## BEGIN Source document

# Favorite wing sauce



## WV_Crusader (Dec 16, 2020)

So I seen the hot sauce thread and figured why not a wing sauce thread to go with it!


----------



## gmc2003 (Dec 16, 2020)

Either Teriyaki or Franks-n-butter here.

Chris


----------



## Kevin DeShazo (Dec 16, 2020)

Im with GMC, Franks and butter


----------



## JckDanls 07 (Dec 16, 2020)

Pats Ho-Made with a little molasses mixed in...


----------



## bregent (Dec 16, 2020)

We usually toss them in some butter, crushed garlic, and Sriracha.  This weekend we are going to use hot Gochujang.


----------



## tallbm (Dec 17, 2020)

U know I dont see it anymore but I liked Louisiana brand wing sauce better than franks or franks wing sauce but I don't see the Louisiana brand around anymore :(


----------



## forktender (Dec 17, 2020)

TX Pete Hot Buffalo sauce for me on damn near everything.


----------



## zwiller (Dec 17, 2020)

Our favorite wing sauce is hot garlic parmesan.


----------



## Steve H (Dec 17, 2020)

Franks and butter here as well.


----------



## mike243 (Dec 17, 2020)

## END Source document
## BEGIN Listed records

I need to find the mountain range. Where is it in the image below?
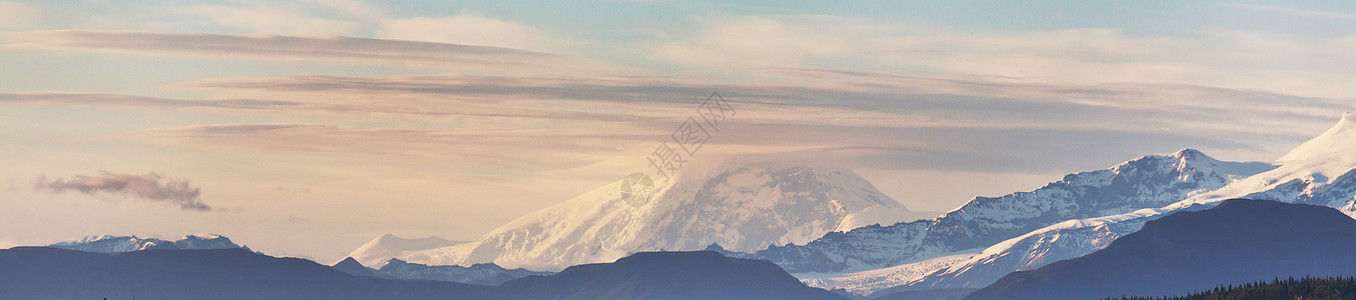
[50,233,250,252]
[387,164,927,270]
[904,114,1356,293]
[0,247,843,300]
[965,200,1356,300]
[21,114,1356,297]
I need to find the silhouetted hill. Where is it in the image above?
[965,200,1356,299]
[500,251,845,299]
[1119,277,1356,300]
[330,257,378,277]
[0,247,843,300]
[0,247,494,300]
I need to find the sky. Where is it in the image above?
[0,0,1356,261]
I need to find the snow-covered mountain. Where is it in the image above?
[909,113,1356,293]
[50,233,250,252]
[348,233,466,266]
[399,164,909,270]
[750,149,1275,273]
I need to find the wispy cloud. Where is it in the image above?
[645,15,1356,96]
[34,171,212,210]
[0,30,617,73]
[0,1,43,30]
[1224,3,1356,22]
[0,92,300,110]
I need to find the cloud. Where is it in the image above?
[644,15,1356,98]
[0,1,42,30]
[121,124,641,175]
[172,4,363,35]
[0,92,300,110]
[376,12,579,53]
[34,171,212,212]
[0,30,617,73]
[1223,3,1356,22]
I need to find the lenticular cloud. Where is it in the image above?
[35,171,212,210]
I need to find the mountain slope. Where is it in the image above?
[965,200,1356,299]
[0,247,494,300]
[400,164,907,270]
[909,114,1356,289]
[500,251,843,299]
[330,258,377,277]
[50,233,248,252]
[373,259,555,285]
[750,149,1273,273]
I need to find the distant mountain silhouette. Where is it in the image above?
[500,251,845,299]
[330,257,377,277]
[965,200,1356,299]
[0,247,494,300]
[0,247,843,300]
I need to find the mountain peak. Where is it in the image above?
[393,163,913,270]
[1276,111,1356,162]
[348,233,465,266]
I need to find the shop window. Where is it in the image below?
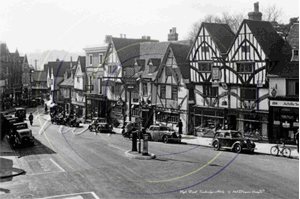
[236,63,253,73]
[286,80,299,96]
[198,63,212,72]
[242,45,250,53]
[201,46,209,53]
[143,83,148,96]
[241,88,257,100]
[160,85,166,99]
[203,85,219,97]
[172,86,178,100]
[89,55,93,66]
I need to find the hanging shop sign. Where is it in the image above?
[270,100,299,108]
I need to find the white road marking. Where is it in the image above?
[50,158,66,172]
[36,192,100,199]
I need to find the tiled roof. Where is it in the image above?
[112,37,157,66]
[140,42,170,78]
[241,19,291,61]
[60,77,74,86]
[33,71,47,82]
[46,61,76,77]
[269,61,299,78]
[202,23,235,53]
[170,43,191,79]
[287,22,299,49]
[78,56,86,73]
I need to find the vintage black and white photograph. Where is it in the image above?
[0,0,299,199]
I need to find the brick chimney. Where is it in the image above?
[248,2,262,21]
[168,27,178,41]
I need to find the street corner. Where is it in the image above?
[0,156,26,179]
[125,151,156,160]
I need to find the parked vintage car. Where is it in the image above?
[88,117,106,131]
[7,122,34,148]
[15,108,26,120]
[146,125,181,143]
[212,130,255,153]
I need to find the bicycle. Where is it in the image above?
[270,142,291,158]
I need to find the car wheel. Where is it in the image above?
[163,135,169,143]
[234,144,242,153]
[212,140,219,149]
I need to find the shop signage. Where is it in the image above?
[282,121,291,128]
[274,121,280,125]
[270,100,299,108]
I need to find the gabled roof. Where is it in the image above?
[202,22,235,54]
[238,19,291,61]
[147,58,161,66]
[269,61,299,78]
[60,77,74,87]
[170,43,191,79]
[112,37,158,66]
[45,61,76,77]
[140,42,170,79]
[287,22,299,49]
[33,71,47,82]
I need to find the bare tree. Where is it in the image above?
[187,12,244,40]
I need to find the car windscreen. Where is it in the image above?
[231,132,243,138]
[159,126,169,131]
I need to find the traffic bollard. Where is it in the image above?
[142,134,149,155]
[132,131,137,151]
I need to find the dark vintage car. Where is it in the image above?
[7,122,34,148]
[15,108,26,120]
[212,130,255,153]
[146,125,181,143]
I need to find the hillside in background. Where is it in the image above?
[27,50,85,70]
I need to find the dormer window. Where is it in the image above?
[242,45,250,53]
[89,55,93,66]
[198,63,212,72]
[236,63,253,73]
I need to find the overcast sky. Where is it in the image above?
[0,0,299,54]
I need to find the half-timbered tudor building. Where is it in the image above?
[59,65,76,115]
[132,42,170,128]
[154,43,190,134]
[101,37,157,126]
[71,56,88,117]
[44,59,76,107]
[268,21,299,144]
[225,20,289,136]
[187,23,234,134]
[83,46,107,119]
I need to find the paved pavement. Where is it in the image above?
[0,115,299,179]
[0,138,25,179]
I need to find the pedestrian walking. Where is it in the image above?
[295,129,299,154]
[28,113,33,126]
[177,120,182,136]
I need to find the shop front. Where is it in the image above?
[85,94,108,119]
[190,105,226,131]
[269,99,299,144]
[226,109,269,138]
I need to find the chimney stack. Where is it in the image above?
[248,2,262,21]
[168,27,178,41]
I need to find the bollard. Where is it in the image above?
[142,134,149,155]
[132,131,137,151]
[138,131,142,153]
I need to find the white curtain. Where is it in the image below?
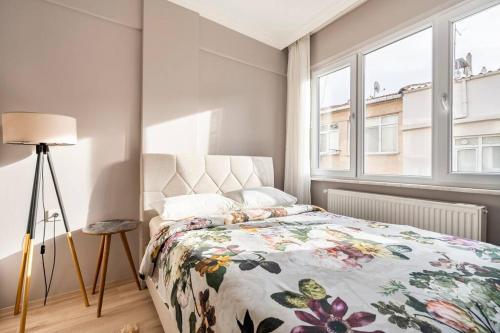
[285,36,311,204]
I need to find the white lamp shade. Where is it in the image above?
[2,112,77,146]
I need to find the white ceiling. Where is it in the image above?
[169,0,367,50]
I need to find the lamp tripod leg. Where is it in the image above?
[43,145,89,306]
[14,234,30,315]
[14,145,43,333]
[19,239,33,333]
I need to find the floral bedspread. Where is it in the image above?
[141,205,500,333]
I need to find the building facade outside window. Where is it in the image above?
[311,0,500,189]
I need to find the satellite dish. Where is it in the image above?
[373,81,380,97]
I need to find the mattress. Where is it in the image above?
[140,205,500,333]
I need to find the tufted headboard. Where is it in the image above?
[141,154,274,252]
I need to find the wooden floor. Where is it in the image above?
[0,281,163,333]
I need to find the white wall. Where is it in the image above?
[0,0,141,308]
[142,0,286,187]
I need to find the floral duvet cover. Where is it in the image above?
[140,205,500,333]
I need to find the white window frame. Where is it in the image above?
[318,123,340,156]
[311,55,357,178]
[311,0,500,190]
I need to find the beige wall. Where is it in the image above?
[311,0,500,244]
[142,0,286,187]
[311,0,464,66]
[0,0,141,308]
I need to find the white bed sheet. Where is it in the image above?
[149,216,175,238]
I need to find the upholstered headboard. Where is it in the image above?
[141,154,274,222]
[140,154,274,255]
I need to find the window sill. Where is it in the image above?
[311,177,500,196]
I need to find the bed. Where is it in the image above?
[140,154,500,333]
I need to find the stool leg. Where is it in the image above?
[66,231,89,306]
[92,235,105,295]
[120,232,141,290]
[97,235,111,318]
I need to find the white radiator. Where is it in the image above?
[327,189,487,241]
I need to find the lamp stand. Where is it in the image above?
[14,143,89,333]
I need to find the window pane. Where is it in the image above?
[381,126,398,153]
[364,28,432,176]
[319,134,327,154]
[457,149,477,172]
[452,5,500,173]
[365,126,379,153]
[328,130,339,154]
[318,67,351,170]
[483,146,500,172]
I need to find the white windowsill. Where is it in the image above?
[311,177,500,195]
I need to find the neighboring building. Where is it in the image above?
[319,70,500,176]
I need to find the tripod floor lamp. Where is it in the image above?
[2,112,89,333]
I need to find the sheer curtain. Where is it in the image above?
[285,36,311,204]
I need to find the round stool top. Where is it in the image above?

## END Listed records

In the wing sauce thread, list every username shown with the date Dec 17, 2020. The records have nothing to do with the wing sauce thread.

> _Result of the exercise_
tallbm, forktender, zwiller, Steve H, mike243